EXERCISES TO COMPLETE
A. Duplicate the passage of the court opinion starting with "a licensed real" and going on through "of his request.".
B. According to the court opinion, what did the district court find the Bloyses failed to do as the contract required?

DOCUMENT SEGMENT
━━━━━━━━━━━━━━━━
TEXAS COURT OF APPEALS, THIRD DISTRICT, AT AUSTIN

NO. 03-05-00529-CV

Tony Wilson, Appellant

v.

William B. “Tex” Bloys, Verda Raye Bloys, and Texas Real Estate Commission, Appellees

FROM THE DISTRICT COURT OF MCCULLOCH COUNTY, 198TH JUDICIAL DISTRICT NO. 2002087, HONORABLE EMIL KARL PROHL, JUDGE PRESIDING

MEMORANDUM OPINION

This is an appeal from an order denying Tony Wilson’s request for compensation

from the Real Estate Recovery Trust Account (the Account). See Tex. Occ. Code Ann. §§ 1101.601-

.658 (West 2004 & Supp. 2005). The Account compensates persons who are unable to collect from

a licensed real estate broker for judgment awards based on specified types of wrongdoing. Wilson

contends that, although there are no express findings of the requisite actions by William B. “Tex”

Bloys, the existing findings and underlying facts support his recovery from the Account. We affirm

the district court’s denial of his request.

Wilson’s claim arises from a series of transactions he had with Bloys and his wife,

Verda Raye Bloys, concerning adjoining tracts of land. Some of these transactions were discussed

in a previous opinion of this Court. Wilson v. Bloys, 169 S.W.3d 364, 366-67 (Tex. App.—Austin 2005, pet. denied). In that case, Wilson was denied compensation from the Account pursuant to a

default judgment based on Bloys’s failure to repay a loan from Wilson.

This appeal arises from disputes concerning a separate agreement between Wilson

and the Bloyses. In an agreement drafted by Bloys, Wilson leased land to Bloys and his wife and

conferred a right for them to buy a tract of land. The relationship dissolved into conflict over the

parties’ behavior and their rights under the agreement. The Bloyses filed suit against Wilson,

seeking an injunction preventing him from interfering with their use of the land, recovery for

improvements made to the real estate, and other relief. Wilson counterclaimed, requesting a

declaration that the Bloyses had no right or title to any part of the land covered by the agreement.

He complained that the Bloyses trespassed upon and refused to vacate his land, attempted to obstruct

access to his land, took his hay, disconnected a pipe providing water to his animals, constructed deer

stands and hunted his land in violation of a court order, and interfered with and assaulted his

employees, guests, and livestock. Wilson requested damages for their actions and an injunction

against further such activities.

After a nonjury trial, the district court ruled largely in Wilson’s favor, making several

findings and conclusions in support of that judgment. The district court found that the contract did

not contain language creating or granting an option, did not specify what land was included in any

option, and did not create a severable agreement as to the purchase option. The court also found that

the Bloyses failed to insure the premises, pay the taxes, or pay the rent as required by the contract.
━━━━━━━━━━━━━━━━
SUPPLIED DATA
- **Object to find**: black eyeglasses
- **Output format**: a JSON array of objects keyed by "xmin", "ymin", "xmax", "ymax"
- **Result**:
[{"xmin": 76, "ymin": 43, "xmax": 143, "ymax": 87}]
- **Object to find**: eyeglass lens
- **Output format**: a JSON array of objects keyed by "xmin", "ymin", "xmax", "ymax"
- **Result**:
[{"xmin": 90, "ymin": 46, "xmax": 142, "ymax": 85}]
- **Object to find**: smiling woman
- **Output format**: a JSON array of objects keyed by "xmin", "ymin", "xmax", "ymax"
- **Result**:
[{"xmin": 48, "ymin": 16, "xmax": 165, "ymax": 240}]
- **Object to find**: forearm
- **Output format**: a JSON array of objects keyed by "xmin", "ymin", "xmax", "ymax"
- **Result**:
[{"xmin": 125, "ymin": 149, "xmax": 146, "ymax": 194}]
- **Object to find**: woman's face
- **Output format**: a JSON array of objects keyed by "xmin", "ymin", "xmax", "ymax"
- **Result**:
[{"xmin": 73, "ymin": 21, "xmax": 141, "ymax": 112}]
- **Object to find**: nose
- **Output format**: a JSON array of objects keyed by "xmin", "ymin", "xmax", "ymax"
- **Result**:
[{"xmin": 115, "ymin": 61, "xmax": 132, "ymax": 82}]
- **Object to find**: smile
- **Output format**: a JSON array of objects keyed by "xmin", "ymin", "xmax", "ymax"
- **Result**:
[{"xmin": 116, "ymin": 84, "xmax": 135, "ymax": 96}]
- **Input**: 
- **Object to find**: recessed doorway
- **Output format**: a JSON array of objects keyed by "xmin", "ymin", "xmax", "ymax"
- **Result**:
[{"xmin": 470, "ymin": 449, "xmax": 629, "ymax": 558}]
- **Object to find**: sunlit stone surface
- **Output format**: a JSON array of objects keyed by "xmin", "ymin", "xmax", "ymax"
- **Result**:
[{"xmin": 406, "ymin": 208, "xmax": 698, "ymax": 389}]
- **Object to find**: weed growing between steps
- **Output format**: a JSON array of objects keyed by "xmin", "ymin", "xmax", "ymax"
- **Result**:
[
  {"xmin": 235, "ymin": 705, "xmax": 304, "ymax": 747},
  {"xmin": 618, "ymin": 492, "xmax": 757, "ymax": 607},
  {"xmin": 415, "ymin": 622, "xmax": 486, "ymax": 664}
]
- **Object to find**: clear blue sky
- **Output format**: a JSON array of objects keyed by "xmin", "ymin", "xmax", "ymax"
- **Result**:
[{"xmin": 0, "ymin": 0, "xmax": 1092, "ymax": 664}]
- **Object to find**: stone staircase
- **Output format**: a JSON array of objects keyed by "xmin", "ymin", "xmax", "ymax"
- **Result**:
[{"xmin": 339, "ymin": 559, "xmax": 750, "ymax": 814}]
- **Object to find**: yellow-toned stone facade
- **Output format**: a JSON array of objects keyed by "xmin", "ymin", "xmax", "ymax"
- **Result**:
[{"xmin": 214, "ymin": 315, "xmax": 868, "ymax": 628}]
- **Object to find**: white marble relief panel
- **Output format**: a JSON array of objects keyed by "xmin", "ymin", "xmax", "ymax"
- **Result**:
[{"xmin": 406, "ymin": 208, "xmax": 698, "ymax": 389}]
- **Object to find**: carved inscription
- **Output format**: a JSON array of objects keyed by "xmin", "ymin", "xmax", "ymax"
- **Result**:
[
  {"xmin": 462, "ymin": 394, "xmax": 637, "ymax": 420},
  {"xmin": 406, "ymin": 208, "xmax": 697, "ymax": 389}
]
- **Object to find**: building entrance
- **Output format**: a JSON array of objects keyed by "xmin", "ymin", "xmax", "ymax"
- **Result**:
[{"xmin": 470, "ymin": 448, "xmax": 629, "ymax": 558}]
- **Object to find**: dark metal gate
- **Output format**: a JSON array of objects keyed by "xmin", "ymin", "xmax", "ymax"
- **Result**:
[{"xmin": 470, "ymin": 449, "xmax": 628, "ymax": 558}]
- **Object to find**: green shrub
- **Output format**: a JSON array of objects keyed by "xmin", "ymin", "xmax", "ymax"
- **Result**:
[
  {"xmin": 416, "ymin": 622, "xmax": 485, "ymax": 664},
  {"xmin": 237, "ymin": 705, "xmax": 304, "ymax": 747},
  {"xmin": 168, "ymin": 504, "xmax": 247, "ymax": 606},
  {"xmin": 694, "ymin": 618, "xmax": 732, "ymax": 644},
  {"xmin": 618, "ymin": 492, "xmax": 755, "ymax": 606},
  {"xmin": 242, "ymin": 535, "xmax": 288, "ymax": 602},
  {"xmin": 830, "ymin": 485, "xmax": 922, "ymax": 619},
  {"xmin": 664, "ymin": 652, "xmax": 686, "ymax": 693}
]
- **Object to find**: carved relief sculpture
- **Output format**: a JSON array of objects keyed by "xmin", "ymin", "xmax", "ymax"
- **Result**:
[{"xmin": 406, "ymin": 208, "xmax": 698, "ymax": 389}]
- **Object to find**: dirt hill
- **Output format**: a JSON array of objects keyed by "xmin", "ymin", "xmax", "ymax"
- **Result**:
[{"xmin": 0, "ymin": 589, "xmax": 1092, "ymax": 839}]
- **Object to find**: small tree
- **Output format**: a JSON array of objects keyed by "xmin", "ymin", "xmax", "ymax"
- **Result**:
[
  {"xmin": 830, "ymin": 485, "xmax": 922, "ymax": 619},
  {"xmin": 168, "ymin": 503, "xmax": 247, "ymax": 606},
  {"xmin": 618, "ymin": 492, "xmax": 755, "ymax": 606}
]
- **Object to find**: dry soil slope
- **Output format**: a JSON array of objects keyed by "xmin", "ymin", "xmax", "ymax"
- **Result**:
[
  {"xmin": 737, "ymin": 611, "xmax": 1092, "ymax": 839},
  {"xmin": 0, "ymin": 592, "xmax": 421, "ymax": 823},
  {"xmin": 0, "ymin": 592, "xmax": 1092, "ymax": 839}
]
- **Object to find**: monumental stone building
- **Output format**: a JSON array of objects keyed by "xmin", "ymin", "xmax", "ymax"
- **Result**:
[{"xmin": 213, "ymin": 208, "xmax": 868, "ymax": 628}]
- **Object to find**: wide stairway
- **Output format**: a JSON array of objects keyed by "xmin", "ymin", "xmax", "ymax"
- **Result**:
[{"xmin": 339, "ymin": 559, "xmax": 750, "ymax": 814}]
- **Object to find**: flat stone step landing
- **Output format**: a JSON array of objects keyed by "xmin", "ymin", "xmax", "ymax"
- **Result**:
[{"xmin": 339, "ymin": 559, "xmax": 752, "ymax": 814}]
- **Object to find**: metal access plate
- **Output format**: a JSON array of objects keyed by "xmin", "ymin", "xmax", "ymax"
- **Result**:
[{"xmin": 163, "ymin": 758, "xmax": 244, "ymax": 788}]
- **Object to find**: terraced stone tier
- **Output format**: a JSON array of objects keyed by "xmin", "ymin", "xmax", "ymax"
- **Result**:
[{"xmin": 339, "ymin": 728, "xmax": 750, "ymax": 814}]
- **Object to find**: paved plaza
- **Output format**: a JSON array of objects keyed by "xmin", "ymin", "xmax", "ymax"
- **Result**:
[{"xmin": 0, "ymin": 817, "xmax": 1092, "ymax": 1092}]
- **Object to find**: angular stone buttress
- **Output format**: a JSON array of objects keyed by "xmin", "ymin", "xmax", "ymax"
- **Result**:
━━━━━━━━━━━━━━━━
SOLVED PROBLEMS
A.
a licensed real estate broker for judgment awards based on specified types of wrongdoing. Wilson

contends that, although there are no express findings of the requisite actions by William B. “Tex”

Bloys, the existing findings and underlying facts support his recovery from the Account. We affirm

the district court’s denial of his request.

B. They failed to insure the premises, pay the taxes, or pay the rent.